>>>

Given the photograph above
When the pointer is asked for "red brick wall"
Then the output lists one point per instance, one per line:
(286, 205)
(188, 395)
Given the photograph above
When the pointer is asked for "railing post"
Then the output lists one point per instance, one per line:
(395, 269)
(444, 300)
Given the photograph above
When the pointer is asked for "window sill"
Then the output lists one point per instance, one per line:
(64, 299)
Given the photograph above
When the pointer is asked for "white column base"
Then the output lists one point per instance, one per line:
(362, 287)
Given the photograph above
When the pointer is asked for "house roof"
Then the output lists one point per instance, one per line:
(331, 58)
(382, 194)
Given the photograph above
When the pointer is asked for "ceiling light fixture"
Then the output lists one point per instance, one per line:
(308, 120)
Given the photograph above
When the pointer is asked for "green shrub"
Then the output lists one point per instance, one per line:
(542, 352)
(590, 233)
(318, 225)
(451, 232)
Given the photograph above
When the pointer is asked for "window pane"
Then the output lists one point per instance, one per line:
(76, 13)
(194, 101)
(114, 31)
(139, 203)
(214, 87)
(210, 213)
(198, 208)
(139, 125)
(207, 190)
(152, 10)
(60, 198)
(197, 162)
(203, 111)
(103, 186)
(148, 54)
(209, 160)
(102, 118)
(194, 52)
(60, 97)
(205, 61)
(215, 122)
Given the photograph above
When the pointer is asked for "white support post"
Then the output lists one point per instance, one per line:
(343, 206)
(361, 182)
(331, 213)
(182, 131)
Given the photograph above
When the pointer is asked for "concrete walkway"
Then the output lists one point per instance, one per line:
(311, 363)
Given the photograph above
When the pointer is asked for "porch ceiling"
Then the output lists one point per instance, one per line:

<<<

=== What is expected ===
Reproduce every line of the records above verbatim, from the first line through the last, without altering any wording, number or punctuation.

=== Correct output ===
Given the photograph above
When the pointer is asked for "red brick wall"
Then the output lists one point per instance, one per line:
(286, 205)
(188, 395)
Given the photograph above
When the pointer is asked for "railing post"
Then the output lists one point per instance, one per line:
(395, 269)
(444, 300)
Given the photograph above
When the pointer is asked for "window sill"
Then the output lists one point per instance, one per line:
(64, 299)
Given the photograph above
When the pointer is asked for "white column base"
Then the output lists one point per instance, one per line:
(362, 287)
Given the photograph above
When the pointer is asked for "house roof"
Then the output lists one point per instance, one per line:
(331, 58)
(382, 194)
Given the photograph above
When the pointer is asked for "ceiling light fixture"
Then the output lists one point per instance, one per line:
(308, 120)
Given the photograph above
When the pointer is asked for "green shrub"
Then the output lists one point per instance, one per line:
(542, 352)
(590, 233)
(318, 225)
(451, 232)
Given the photograph above
When the pointer is asked for "window pane"
Then the output lists one point per instance, one per line:
(76, 13)
(194, 101)
(114, 31)
(139, 203)
(214, 87)
(210, 213)
(198, 208)
(139, 125)
(207, 190)
(152, 10)
(60, 198)
(197, 162)
(203, 111)
(103, 186)
(148, 54)
(209, 160)
(102, 118)
(194, 52)
(60, 97)
(205, 61)
(215, 122)
Given the photograph above
When the pointer is asked for "white support post"
Then the output lists one point per instance, one per line:
(343, 206)
(361, 182)
(331, 213)
(182, 131)
Given the photograph above
When the pointer is asked for "concrete walkway"
Then the output lists one point per instance, one per line:
(311, 363)
Given the photograph above
When the pointer is asked for "porch ceiling"
Then the output lists one point per instance, one per line:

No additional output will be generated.